##### Text shown #####
I Am Scholastically Inept I Am Scholastically Inept
I can’t edit. Call it dyslexia, call it a lack of thoroughness, but nonetheless I simply can’t edit my own work. I wish this... I Am Scholastically Inept

I can’t edit. Call it dyslexia, call it a lack of thoroughness, but nonetheless I simply can’t edit my own work.

I wish this was just hyperbole, used to arose your emotions, but sadly it’s not.

This is an absolute glaring shortcoming of mine, something that I’ve just learned to accept over the years. Grammar-Nazis alike, scream with excitement as new posts are published, knowing the massive meal of mistakes that surely awaits them. My dyslexic mind served as a massive deterrent for expression for many years, which was difficult for someone who ruminates for far too long on things unsaid. You see, my inner voice is a brilliant wordsmith, an orator for the masses you might say. This often overly stimulated, creative mind of mine is a gift that I’m not sure I will ever be fully capable wielding. I seem to always fall short on taming this powerful source for creation.

My thoughts assemble themselves so cohesively in my mind, but as they make their down to my hands, the thoughts always get seem to get lost in translations somewhere along the way. The sentences start off with impressive flow, but end up going wildly astray by the time the keystrokes land on the page. You would think a simple replication of thought would be easy, but I’ve found in reality that just isn’t the case for me. The more alarming source for confusion takes place as I review my work. Often my mind will cross T’s and dot I’s that I have forgotten and even ads in words that I have completely omitted as I read my work. My mind corrects the writing errors that I have made in transcribing my initial thoughts, and reads it as the thought originally formulated. I read through the work and make minor adjustments and then hit the Publish button, and that is where my self-deception is arrested. My obvious blunders are so easily spotted by readers, and friends and I sit in astonishment at how I have missed such unmistakable errors when they are brought to my attention. A level of self-deception that leaves me scratching my head.
##### Excerpted data #####
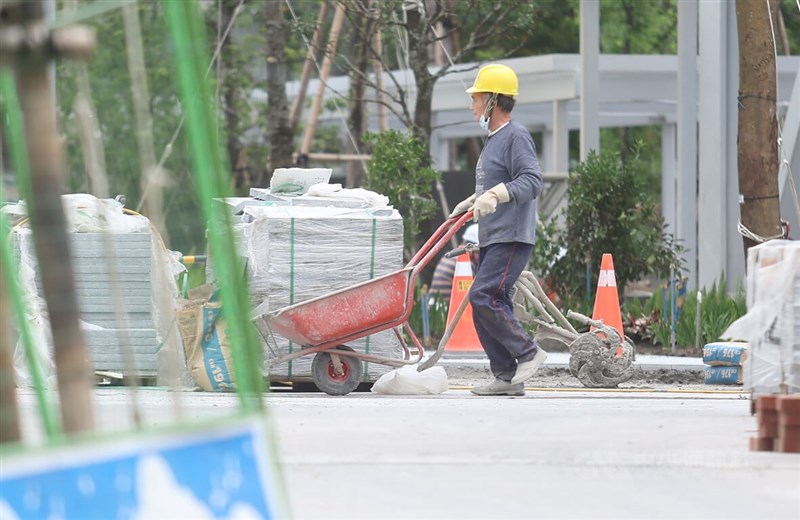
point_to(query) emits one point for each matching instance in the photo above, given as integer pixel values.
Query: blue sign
(222, 473)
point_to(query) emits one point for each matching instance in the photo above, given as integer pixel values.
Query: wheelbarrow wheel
(334, 382)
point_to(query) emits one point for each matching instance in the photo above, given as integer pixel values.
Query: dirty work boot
(527, 367)
(500, 387)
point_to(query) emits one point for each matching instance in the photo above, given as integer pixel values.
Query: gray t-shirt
(509, 157)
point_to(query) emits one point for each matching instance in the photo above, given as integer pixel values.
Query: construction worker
(507, 182)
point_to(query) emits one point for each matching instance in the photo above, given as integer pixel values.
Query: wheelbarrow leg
(428, 363)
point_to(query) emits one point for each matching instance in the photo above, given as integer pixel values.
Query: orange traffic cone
(606, 303)
(464, 337)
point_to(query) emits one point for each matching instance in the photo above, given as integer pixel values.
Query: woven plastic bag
(407, 381)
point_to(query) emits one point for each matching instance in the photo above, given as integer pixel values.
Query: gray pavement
(551, 454)
(559, 360)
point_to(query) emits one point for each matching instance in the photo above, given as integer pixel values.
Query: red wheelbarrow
(324, 325)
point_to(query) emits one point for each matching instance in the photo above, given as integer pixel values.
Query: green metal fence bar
(207, 158)
(9, 107)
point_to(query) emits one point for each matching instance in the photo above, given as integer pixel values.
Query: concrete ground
(551, 454)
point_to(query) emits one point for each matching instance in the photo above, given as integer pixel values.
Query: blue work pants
(501, 335)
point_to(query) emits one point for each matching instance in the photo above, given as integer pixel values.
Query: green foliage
(400, 169)
(608, 212)
(650, 320)
(437, 316)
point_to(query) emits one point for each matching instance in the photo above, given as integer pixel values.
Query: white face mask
(484, 122)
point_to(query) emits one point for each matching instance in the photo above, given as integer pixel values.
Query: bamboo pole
(308, 66)
(377, 65)
(330, 51)
(152, 180)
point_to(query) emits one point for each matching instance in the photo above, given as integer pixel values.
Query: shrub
(400, 169)
(651, 320)
(608, 212)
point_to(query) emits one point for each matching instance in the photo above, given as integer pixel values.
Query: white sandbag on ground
(408, 381)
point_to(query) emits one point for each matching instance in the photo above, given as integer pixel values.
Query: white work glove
(486, 204)
(463, 206)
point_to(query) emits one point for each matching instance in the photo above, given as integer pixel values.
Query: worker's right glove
(463, 206)
(486, 204)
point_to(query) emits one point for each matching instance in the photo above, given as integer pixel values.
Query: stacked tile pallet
(295, 253)
(773, 296)
(104, 335)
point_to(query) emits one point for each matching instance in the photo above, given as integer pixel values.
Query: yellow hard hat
(495, 78)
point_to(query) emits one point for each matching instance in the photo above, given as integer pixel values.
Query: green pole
(208, 159)
(19, 159)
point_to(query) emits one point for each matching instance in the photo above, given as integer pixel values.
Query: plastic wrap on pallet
(294, 254)
(772, 323)
(141, 263)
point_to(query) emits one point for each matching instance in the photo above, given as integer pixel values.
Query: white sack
(408, 381)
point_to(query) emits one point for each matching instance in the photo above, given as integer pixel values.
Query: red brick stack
(778, 424)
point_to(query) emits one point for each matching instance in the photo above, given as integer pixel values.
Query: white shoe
(528, 368)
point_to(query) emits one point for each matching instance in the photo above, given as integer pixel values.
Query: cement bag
(722, 375)
(205, 341)
(408, 381)
(730, 354)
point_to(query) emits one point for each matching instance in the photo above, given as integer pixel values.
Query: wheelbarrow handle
(438, 240)
(469, 248)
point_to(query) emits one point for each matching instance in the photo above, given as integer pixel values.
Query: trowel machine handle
(469, 248)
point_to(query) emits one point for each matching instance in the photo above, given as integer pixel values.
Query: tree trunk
(357, 121)
(225, 78)
(308, 67)
(278, 130)
(757, 139)
(417, 28)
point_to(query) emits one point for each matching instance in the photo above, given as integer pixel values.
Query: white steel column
(734, 256)
(686, 190)
(560, 148)
(590, 76)
(720, 250)
(790, 152)
(668, 170)
(544, 152)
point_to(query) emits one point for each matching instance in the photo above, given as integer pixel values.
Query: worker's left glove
(486, 204)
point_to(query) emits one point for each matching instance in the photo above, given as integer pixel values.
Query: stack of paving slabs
(724, 363)
(296, 253)
(771, 326)
(778, 424)
(108, 245)
(103, 331)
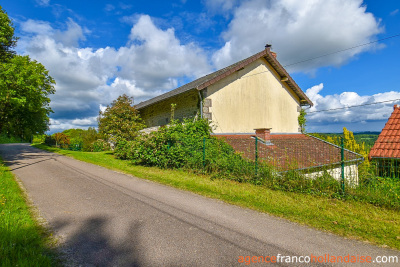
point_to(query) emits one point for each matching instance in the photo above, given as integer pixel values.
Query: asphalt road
(105, 218)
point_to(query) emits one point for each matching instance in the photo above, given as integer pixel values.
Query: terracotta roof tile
(388, 143)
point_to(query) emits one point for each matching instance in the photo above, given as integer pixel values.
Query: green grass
(4, 139)
(348, 218)
(23, 241)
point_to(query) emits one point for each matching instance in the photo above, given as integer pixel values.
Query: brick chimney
(264, 133)
(268, 48)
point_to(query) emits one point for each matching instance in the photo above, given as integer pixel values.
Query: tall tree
(7, 39)
(25, 86)
(120, 120)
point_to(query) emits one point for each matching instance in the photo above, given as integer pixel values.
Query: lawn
(23, 241)
(348, 218)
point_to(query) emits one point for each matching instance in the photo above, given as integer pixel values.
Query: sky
(98, 50)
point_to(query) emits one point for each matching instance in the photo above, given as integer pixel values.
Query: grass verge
(23, 241)
(348, 218)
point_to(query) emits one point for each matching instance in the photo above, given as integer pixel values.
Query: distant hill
(368, 138)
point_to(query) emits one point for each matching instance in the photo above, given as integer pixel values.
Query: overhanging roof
(388, 143)
(214, 77)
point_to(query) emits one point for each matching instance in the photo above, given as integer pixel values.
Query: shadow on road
(16, 155)
(91, 245)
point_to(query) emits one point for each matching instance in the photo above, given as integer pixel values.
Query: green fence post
(256, 157)
(342, 163)
(204, 152)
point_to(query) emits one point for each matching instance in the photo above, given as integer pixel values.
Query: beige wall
(253, 98)
(187, 105)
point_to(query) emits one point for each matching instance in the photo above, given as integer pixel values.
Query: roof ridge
(217, 75)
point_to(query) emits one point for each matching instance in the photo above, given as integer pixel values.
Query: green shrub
(379, 191)
(50, 140)
(100, 145)
(5, 139)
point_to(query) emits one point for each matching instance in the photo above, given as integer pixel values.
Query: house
(386, 151)
(253, 93)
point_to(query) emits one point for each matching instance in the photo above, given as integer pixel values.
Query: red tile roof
(388, 143)
(291, 151)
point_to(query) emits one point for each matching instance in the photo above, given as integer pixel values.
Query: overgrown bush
(181, 144)
(5, 139)
(61, 140)
(50, 140)
(100, 145)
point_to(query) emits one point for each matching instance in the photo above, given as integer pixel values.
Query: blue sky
(97, 50)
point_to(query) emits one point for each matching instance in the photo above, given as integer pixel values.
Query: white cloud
(299, 30)
(43, 2)
(221, 6)
(394, 12)
(332, 110)
(109, 7)
(152, 63)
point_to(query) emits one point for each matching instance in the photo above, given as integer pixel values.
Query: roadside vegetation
(350, 218)
(23, 241)
(183, 154)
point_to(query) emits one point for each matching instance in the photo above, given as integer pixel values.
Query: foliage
(38, 138)
(89, 137)
(100, 145)
(302, 120)
(25, 86)
(345, 217)
(24, 105)
(120, 120)
(61, 140)
(7, 39)
(5, 139)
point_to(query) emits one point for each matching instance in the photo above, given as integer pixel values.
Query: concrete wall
(253, 97)
(187, 106)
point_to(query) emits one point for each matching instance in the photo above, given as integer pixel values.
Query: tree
(7, 39)
(302, 120)
(25, 86)
(120, 120)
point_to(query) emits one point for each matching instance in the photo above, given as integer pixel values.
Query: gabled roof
(292, 151)
(388, 143)
(214, 77)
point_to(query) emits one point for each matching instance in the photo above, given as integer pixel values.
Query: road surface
(105, 218)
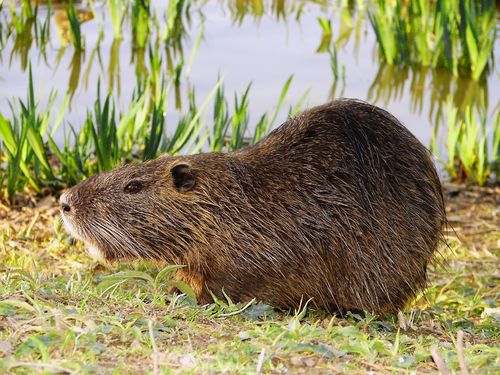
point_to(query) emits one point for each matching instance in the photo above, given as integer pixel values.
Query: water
(241, 47)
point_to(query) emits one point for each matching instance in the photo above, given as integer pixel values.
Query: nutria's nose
(64, 203)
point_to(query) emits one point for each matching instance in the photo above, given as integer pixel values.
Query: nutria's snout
(65, 204)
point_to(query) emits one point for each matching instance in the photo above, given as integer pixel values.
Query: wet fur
(341, 204)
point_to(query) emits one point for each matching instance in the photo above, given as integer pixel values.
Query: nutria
(341, 204)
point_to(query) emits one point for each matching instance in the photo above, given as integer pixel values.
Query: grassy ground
(59, 314)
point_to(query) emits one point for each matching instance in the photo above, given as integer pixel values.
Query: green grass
(31, 159)
(60, 311)
(469, 156)
(456, 35)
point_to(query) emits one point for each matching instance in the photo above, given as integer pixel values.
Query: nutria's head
(135, 211)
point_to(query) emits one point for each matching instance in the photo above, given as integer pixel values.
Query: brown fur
(341, 204)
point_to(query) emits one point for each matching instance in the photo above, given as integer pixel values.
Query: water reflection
(63, 26)
(159, 38)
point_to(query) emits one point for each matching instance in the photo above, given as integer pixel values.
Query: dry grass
(56, 318)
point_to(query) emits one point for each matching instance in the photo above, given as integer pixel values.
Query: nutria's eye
(133, 187)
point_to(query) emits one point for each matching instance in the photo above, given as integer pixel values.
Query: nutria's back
(341, 204)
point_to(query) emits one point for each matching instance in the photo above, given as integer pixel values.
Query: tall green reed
(456, 35)
(468, 156)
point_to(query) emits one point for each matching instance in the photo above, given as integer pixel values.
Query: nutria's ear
(183, 178)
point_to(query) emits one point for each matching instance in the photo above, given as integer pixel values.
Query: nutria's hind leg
(341, 312)
(197, 282)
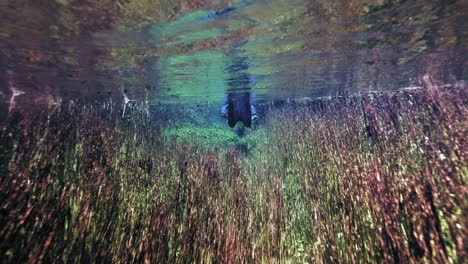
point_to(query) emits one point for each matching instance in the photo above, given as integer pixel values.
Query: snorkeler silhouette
(238, 106)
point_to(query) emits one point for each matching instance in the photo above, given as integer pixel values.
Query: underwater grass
(376, 178)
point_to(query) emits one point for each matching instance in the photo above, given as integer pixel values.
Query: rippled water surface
(188, 51)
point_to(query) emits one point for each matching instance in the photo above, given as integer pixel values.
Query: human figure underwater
(238, 104)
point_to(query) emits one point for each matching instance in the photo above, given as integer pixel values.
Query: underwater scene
(234, 131)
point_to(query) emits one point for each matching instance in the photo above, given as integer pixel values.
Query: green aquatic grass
(377, 178)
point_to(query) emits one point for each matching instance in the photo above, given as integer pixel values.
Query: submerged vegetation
(376, 178)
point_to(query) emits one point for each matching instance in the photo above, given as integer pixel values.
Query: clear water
(288, 49)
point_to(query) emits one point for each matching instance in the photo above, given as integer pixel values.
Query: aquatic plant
(362, 179)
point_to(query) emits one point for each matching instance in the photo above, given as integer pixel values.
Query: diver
(237, 106)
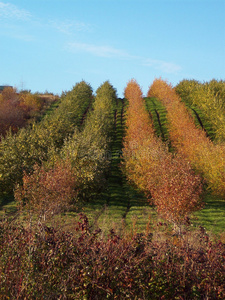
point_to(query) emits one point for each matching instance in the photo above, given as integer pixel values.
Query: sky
(50, 45)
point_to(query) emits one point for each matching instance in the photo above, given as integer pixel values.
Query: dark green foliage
(18, 153)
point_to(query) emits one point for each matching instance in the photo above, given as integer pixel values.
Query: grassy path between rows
(212, 216)
(119, 206)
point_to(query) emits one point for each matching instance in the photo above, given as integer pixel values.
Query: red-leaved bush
(45, 263)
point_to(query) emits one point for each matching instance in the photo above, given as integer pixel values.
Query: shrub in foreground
(45, 263)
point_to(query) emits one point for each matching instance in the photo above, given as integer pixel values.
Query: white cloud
(161, 65)
(101, 51)
(8, 10)
(68, 26)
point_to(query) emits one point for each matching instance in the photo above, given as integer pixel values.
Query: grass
(212, 216)
(121, 206)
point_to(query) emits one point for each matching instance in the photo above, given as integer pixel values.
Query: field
(104, 182)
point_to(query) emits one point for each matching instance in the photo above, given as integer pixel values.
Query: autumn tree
(191, 142)
(166, 179)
#####
• Exercises to complete:
1. In the essay about being unable to edit one's own writing, what does the writer's mind do while reviewing the work?
2. Pick up the essay about being unable to edit one's own writing where it stops and keep writing it.

• Results for the exercise:
1. It crosses T's and dots I's the writer forgot and adds in omitted words, reading the work as the thought was originally formulated.

2.
The root of this evil traces all the way back to my younger years. I missed a tremendous amount of school due to ‘illness’. Whether the ailment was due to real or imagined symptoms, my absence didn’t go without consequence. The missed days mostly served as a precautionary defence against difficulties with bullying, rather than physical malady. I guess you could have said that my heart was suffering from a dis-ease alright. Although a failed resolution to bullying, it was all a young boy could think of at the time.  Skipping class provided me a safe refuge from the school yard that often left me emotionally scared. But let me assure you that claiming yourself ill day-in and day-out wasn’t an easy task either. Having to calibrate lies on top of lies took a massive amount of hypervigilance. Being able to activate and play-out multi-layered lies took a certain level of mental acumen that the sick part of my was almost proud of. A lack of trust for in parents, teachers, and school administration encouraged my faulty belief system that helped me arrive at the conclusion  that if I exposed what was really going on for me at school,  that not only would things not be rectified, but I might be then additionally labeled as a whiner too. I couldn’t bare sinking further in the social ranks, so my lips remained permanently sealed. This pain was allocated to solitary confined and would never be revealed to the world. Sadly, the avoidance tactics only extended my punishment. I had to reconcile the lost days of learning in summer school. If I planned on entering the doors of any post secondary establishment I had to upgrade my English 11 and 12 marks following the school year.

Sure, I had to upgrade my grade 11 and 12 English, but in hindsight I was really lucky, or just naturally brilliant. The ladder of course being highly debatable claim. I had missed weeks upon weeks of school every year since grade four. It suffices to say that I missed a few fundamentals along the way. I’m sure its compounding effect definitely aided to my literary defeat.

The point of me outlining this story to you, is not to call for empathetic attention, but rather to encourage you expose your own expression. I believe there is a story that needs to be shared in all of us. I didn’t start to develop the slightest skill of EQ until my late 20’s. To now be able to even identify my emotions, let alone summon the courage to share them with you, didn’t come to fruition with gracefully either. My song still needed to be shared though.

I’m hopeful that my writing will mature with each passing year, but that most certainly isn’t a guarantee. So where my greatest intention now lies is in is with the heart of the message. The icky honesty and vulnerability that serves as an impressive glue in relationship. I know from following and connecting with the work of many talented people, that what really sets these people apart is their emotional relay in their message being shared. Honesty and vulnerability is really people yearn for while reading. It’s also what they deeply connect with, not an authors grammatical prowess. Although, if there is a characteristic that I would like to master in my lifetime, it would be the ability to make others feel loved and hope-filled. At this time, I will bow my head and withdraw myself from the race for the Pulitzer, and let those who were gifted to read and write goodly stake their claim at the title.